> **EXCERPTED TEXT**
════════════════

In Benjamin Franklin's 1749 plan of education for public schools in Pennsylvania, he insisted that schools teach "the excellency of the Christian religion above all others, ancient or modern." And in 1787 when Franklin helped found Benjamin Franklin University, it was dedicated as "a nursery of religion and learning, built on Christ, the Cornerstone."
— Benjamin Franklin (1706-1790) Statesman, Scientist, Inventor, Printer and Philosopher

"The impious presumption of legislators and rulers, civil as well as ecclesiastical, who, being themselves but fallible and uninspired men, have assumed dominion over the faith of others, setting up their own opinions and modes of thinking as the only true and infallible, and as such, endeavoring to impose them on others, hath established and maintained false religions over the greatest part of the world, and through all time: that to compel a man to furnish contributions of money for the propagation of opinions which he disbelieves and abhors, is sinful and tyrannical; that even the forcing him to support this or that teacher (or public school) for his own religious persuasion, is depriving him of the comfortable liberty of giving his contributions to the particular pastor (or private school) whose morals he would make his pattern, and whose powers he feels most persuasive to righteousness, and in withdrawing from the ministry those temporary rewards."

════════════════

> **RECORDED DATA**

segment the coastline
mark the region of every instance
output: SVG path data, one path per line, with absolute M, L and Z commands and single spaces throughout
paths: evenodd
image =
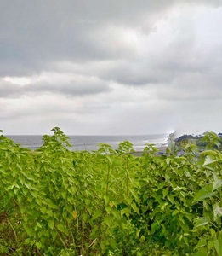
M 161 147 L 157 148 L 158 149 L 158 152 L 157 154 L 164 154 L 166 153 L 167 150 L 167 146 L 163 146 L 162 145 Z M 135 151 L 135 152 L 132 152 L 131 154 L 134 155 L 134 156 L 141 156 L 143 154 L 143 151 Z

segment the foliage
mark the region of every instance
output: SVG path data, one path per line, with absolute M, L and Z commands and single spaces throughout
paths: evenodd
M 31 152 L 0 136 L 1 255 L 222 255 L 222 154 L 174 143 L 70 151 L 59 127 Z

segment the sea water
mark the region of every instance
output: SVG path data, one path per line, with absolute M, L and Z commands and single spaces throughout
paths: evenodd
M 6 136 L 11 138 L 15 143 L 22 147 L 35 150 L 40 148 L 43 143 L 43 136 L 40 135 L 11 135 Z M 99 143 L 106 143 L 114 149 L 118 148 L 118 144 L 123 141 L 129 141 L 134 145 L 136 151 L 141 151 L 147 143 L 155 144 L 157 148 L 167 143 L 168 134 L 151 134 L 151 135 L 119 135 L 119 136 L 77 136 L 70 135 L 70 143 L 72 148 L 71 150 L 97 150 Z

════════════════

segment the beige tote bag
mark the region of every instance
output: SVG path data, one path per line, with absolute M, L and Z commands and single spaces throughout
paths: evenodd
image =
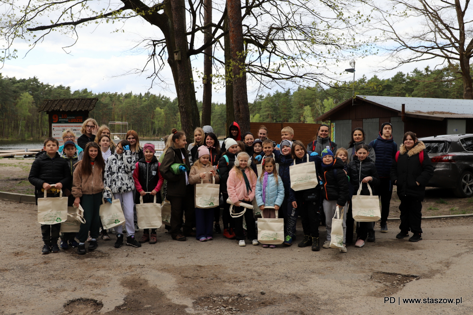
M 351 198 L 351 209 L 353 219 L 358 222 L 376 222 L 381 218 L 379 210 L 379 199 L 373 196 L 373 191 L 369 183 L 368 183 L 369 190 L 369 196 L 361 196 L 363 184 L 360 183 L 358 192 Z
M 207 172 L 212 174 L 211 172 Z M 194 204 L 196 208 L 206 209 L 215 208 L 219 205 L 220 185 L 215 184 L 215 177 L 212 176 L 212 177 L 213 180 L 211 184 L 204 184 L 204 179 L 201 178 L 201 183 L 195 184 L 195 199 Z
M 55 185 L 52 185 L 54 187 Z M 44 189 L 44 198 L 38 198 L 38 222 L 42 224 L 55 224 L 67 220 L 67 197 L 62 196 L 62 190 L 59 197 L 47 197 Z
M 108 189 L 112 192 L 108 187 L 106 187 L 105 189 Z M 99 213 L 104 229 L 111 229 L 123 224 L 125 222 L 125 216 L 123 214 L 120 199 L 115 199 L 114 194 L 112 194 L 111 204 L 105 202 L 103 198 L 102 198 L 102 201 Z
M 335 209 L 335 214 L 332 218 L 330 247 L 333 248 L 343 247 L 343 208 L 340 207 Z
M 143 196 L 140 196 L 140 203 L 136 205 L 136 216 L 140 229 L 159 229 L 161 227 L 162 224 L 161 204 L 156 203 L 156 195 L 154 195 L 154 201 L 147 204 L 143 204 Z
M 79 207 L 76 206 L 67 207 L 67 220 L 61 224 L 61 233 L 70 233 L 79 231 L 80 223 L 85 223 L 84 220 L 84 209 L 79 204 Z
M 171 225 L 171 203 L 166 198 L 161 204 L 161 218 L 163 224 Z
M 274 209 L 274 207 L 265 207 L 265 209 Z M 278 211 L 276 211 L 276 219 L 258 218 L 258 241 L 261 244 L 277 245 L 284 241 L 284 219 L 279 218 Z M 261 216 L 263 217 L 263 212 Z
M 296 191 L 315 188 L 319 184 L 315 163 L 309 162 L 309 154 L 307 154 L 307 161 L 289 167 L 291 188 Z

════════════════

> **TO DO**
1 - In the text on Franklin and religion in schooling, what year did Franklin lay out his plan of education for public schools in Pennsylvania?
2 - Carry the text on Franklin and religion in schooling forward past its final sentence, keeping its tone and subject.

> **RESPONSES**
1 - 1749

2 -
Thomas Jefferson (1743-1826) Third President of the United States

“It has always been a source of serious reflection and sincere regret with me that the youth of the United States should be sent to foreign countries for the purpose of education. Although there are many who escape the danger of contracting principles unfavorable to republican governments, yet we ought to deprecate the hazard attending ardent and susceptible minds from being too strongly and too early prejudiced in favor of other political systems, before they are capable of appreciating their own.”
— George Washington (1732-1799) Father of the Country, 1st President of the United States

“To educate a man in mind and not in morals is to educate a menace to society.”
— Theodore Roosevelt (1901-1909) 26th President of the United States

“Freedom is never more than one generation away from extinction. We didn’t pass it to our children in the bloodstream. It must be fought for, protected, and handed on for them to do the same, or one day we will spend our sunset years telling our children and our children’s children what it was once like in the United States were men were free.”
 Ronald Reagan (1911-2004) 40th President of the United States

"It is the duty of parents to maintain their children decently, and according to their circumstances; to protect them according to the dictates of prudence; and to educate them according to the suggestions of a judicious and zealous regard for their usefulness, their respectability and happiness."
— James Wilson (1742-1798) Founding Father, assisted in drafting the Constitution, Supreme Court Justice

“Education is useless without the Bible.”
— Daniel Webster (1782-1852) Author, Lawyer and Patriot

“The philosophy of the school room in one generation will be the philosophy of government in the next.”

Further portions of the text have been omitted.